• Short task
Reproduce every line of the listing below, requests included, but rescale the bounding box coordinates in the answers by multiplying each by 1.7 and rounding to the nearest whole number, with halves rounded up. Leave the coordinates inside the requests unchanged, and omit the pictures from your output.

[Items from a dataset]

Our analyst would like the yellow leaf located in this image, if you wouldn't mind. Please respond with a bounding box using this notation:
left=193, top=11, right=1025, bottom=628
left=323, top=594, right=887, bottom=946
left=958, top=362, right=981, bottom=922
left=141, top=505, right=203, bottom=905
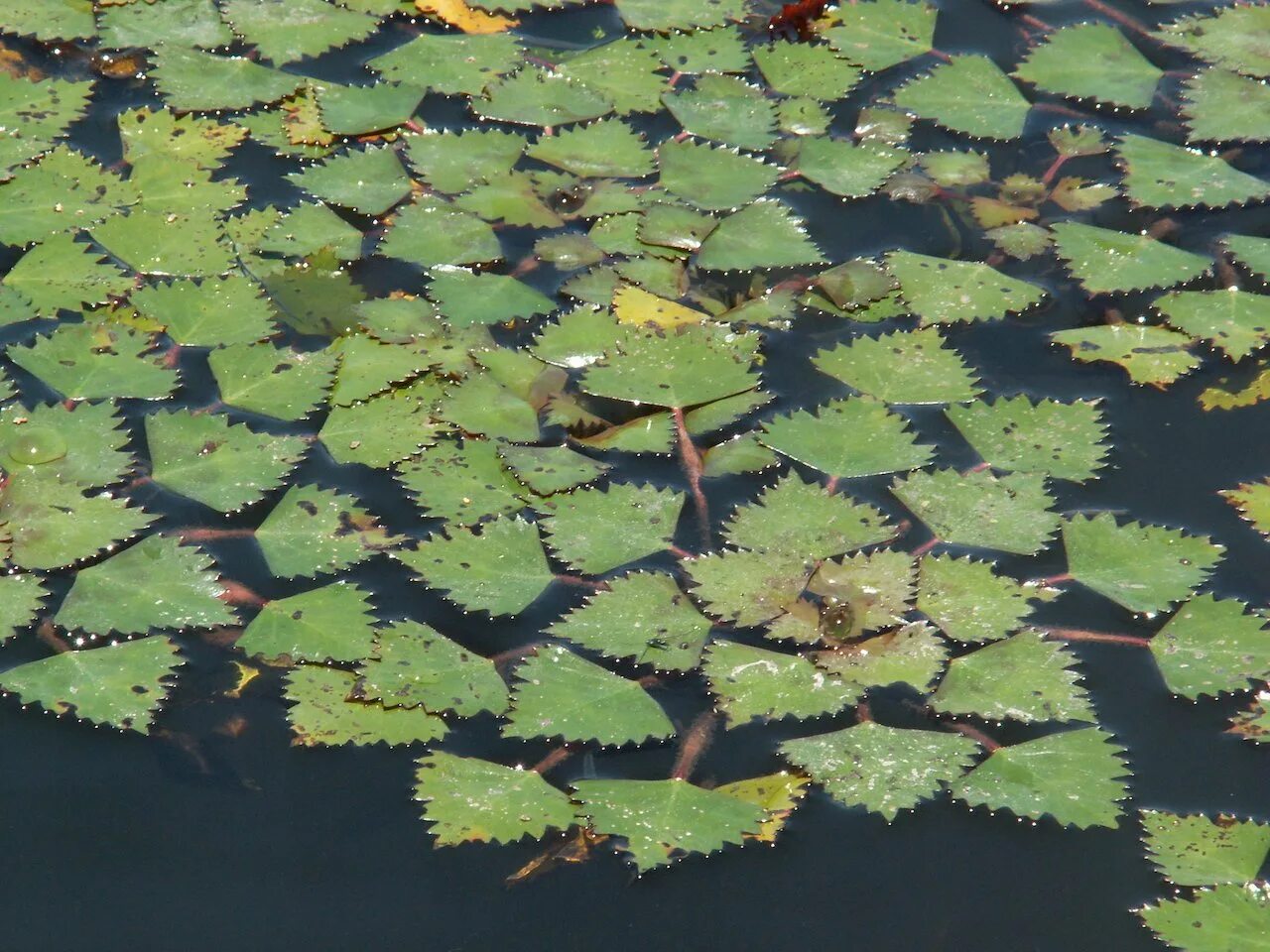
left=613, top=285, right=708, bottom=329
left=414, top=0, right=520, bottom=33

• The solution
Our analyst would like the yellow leaf located in this image, if you wouldn't mind. Please respond with a bounding box using this notation:
left=193, top=11, right=1025, bottom=628
left=323, top=594, right=887, bottom=946
left=958, top=362, right=981, bottom=922
left=141, top=505, right=203, bottom=905
left=1042, top=485, right=1204, bottom=559
left=704, top=0, right=884, bottom=56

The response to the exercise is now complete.